- _Okunacak Metin_
%%

Uzunay’ın ardından DEM Parti Grup Başkan Vekili Sezai Temelli Konuştu. Temelli, konuşmasının başında Van Valisi’nin almış olduğu yasak kararına ve yürüyüşe izin verilmemesine değindi.

‘VAN VALİSİ TAKIM ELBİSEYİ ÇIKARSIN, ÜNİFORMA GİYSİN’

Demokratik bir hak olan basın açıklaması ve yürüyüşün hukuka aykırı şekilde yasaklandığını belirten Temelli, “Durup etrafınıza baktığınızda, Van Valisi’nin nasıl bir zihniyete sahip olduğunu çok açık bir şekilde görebilirsiniz. Kendisi bir anayasa suçu işlemekte ve işlediği bu suça kolluğu da alet etmektedir. Adeta etrafımızı kuşatarak suçu pekiştirmektedirler. Biz bunu kabul etmiyoruz. Biz demokratik hakkımızı her yerde ve her koşulda kullanmaya devam edeceğiz. Van Valisi, darbeciliğe çok teşne ise üzerindeki kravatı ve takım elbiseyi çıkartsın, gitsin üniforma giysin. Bu mesleğini gidip kışlada sürdürsün. Biz kayyım değil demokrasi istiyoruz. Biz darbelere karşı çıkıyoruz. 420 emekçinin ekmeğine kan doğrayan valileri istemiyoruz. Biz halkın seçtiği belediye eş başkanlarımızı istiyoruz” diye konuştu.

Temelli’nin konuşmasından öne çıkanlar şöyle:

4 KASIM 2016 DARBESİNİ UNUTMADIK: Bugün darbeciler yine iş başında. Oysa Türkiye darbelere karşı yıllarca mücadele verdi. En büyük mücadeleyi de 31 Mart yerel seçimlerinde verdi. Bu zihniyete karşı halklarımız yan yana geldi ve kayyımları süpürüp attı. Ama budan gerekli dersi çıkaramayanlar, yine aynı anlayışla Kürt halkının iradesini gasp etmeye devam ediyorlar. Adeta Kürt halkından intikam alırcasına, Kürt halkına olan nefretlerini kusarcasına, 4 Kasım 2016’da yaptıklarını 4 Kasım 2024’te yeniden hayata geçirmeye çalışıyorlar. 4 Kasım 2016 darbesini unutmadık. Figen Yüksekdağ’ı, Selahattin Demirtaş’ı, 11 milletvekilimizi gözaltına alıp siyasete darbe vuranlar, 2024’te yine aynı senaryoyu hayata geçirmeye çalışıyorlar.

%%

- _Çıkarılan Veriler_
%%

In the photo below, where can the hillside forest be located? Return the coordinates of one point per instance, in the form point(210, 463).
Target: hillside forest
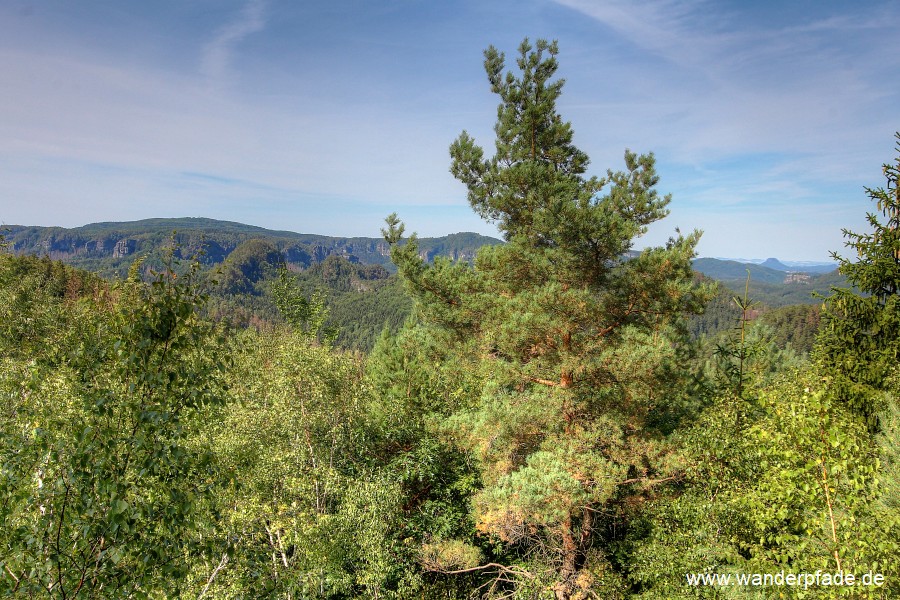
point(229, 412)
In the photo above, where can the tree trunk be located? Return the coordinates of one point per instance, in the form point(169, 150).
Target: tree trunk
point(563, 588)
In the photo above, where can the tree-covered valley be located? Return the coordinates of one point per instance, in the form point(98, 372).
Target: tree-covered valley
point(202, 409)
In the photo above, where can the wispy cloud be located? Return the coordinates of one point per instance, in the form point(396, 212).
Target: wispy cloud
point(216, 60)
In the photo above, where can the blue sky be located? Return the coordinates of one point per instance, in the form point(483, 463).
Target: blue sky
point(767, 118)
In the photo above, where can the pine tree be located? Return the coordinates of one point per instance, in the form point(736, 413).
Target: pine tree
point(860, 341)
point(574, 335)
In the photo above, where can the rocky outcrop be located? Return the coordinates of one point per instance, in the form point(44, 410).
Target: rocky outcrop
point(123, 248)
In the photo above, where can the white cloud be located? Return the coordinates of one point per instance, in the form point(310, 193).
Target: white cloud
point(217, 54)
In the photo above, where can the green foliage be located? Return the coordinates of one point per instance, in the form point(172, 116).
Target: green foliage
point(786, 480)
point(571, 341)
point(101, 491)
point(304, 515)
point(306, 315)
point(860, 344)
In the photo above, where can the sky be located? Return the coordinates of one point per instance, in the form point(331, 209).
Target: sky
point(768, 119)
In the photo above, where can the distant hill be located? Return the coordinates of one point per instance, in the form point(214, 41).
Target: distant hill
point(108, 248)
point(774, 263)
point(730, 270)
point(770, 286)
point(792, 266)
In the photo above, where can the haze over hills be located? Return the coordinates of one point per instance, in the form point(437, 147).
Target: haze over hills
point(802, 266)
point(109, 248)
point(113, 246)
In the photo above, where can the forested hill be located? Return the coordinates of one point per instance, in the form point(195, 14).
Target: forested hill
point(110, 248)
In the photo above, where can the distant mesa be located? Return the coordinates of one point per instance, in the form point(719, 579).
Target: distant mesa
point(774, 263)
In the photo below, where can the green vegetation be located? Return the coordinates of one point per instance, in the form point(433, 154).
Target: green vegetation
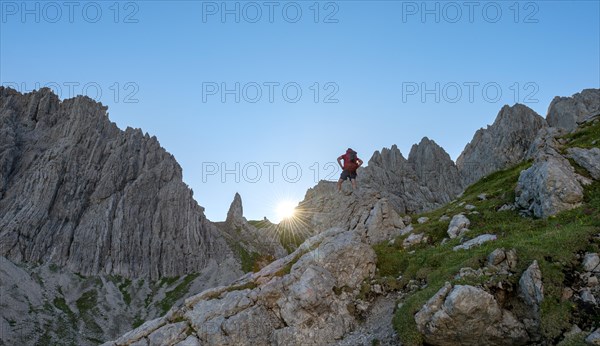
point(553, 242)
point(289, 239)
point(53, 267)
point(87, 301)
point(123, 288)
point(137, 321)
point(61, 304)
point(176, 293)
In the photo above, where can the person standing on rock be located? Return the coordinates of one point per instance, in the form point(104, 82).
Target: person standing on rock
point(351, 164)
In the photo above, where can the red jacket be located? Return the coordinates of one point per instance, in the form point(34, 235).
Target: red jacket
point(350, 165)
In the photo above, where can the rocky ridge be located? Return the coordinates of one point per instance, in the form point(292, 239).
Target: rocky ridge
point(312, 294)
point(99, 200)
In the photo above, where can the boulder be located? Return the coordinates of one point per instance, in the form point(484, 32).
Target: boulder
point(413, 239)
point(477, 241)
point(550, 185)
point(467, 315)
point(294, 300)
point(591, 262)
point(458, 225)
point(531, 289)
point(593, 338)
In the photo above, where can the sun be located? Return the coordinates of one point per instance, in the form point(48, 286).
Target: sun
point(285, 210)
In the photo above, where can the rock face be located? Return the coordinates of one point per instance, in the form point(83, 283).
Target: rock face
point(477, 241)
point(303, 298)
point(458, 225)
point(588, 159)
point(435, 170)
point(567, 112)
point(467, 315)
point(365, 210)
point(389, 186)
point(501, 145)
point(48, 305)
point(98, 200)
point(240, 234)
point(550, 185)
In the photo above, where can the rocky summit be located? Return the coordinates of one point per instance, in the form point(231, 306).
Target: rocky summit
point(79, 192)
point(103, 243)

%%

- _Verilen Görev 1_
Temelli'nin konuşmasını aktaran metne göre Türkiye darbelere karşı en büyük mücadeleyi hangi seçimlerde verdi?
- _Verilen Görev 2_
Temelli'nin konuşmasını aktaran metni son cümlesinden sonra devam ettirin.
Liste, okunacak metinden bağımsız ayrı bir malzemedir.

- _Görev Çıktısı 1_
31 Mart yerel seçimlerinde.

- _Görev Çıktısı 2_
ÜLKEDE BARIŞA DAİR SÖZÜNÜ KURABİLECEĞİMİZ HİÇBİR ŞEY KALMADI: Bu ülke bu iktidarı artık taşımaz. Bunca kriz, bunca yoksulluk, bunca açlık, bunca işsizlik ve bunca şiddete rağmen hiçbir iktidar ayakta duramaz. Bunu biliyorlar. Bildikleri için, acziyete düştükleri için saldırmaya devam ediyorlar. Ama bilsinler ki; 31 Mart’ta bu halk nasıl gereken cevabı verdiyse, bugün de mücadelesi ile bu darbecilere gereken cevabı mutlaka verecek. Hukuktan kaçtıkça, adaletten kaçtıkça ülke çöktü. Ülkede barışa dair sözünü kurabileceğimiz hiçbir şey kalmadı. Yolsuzluk ve adaletsizlik her yeri kapladı.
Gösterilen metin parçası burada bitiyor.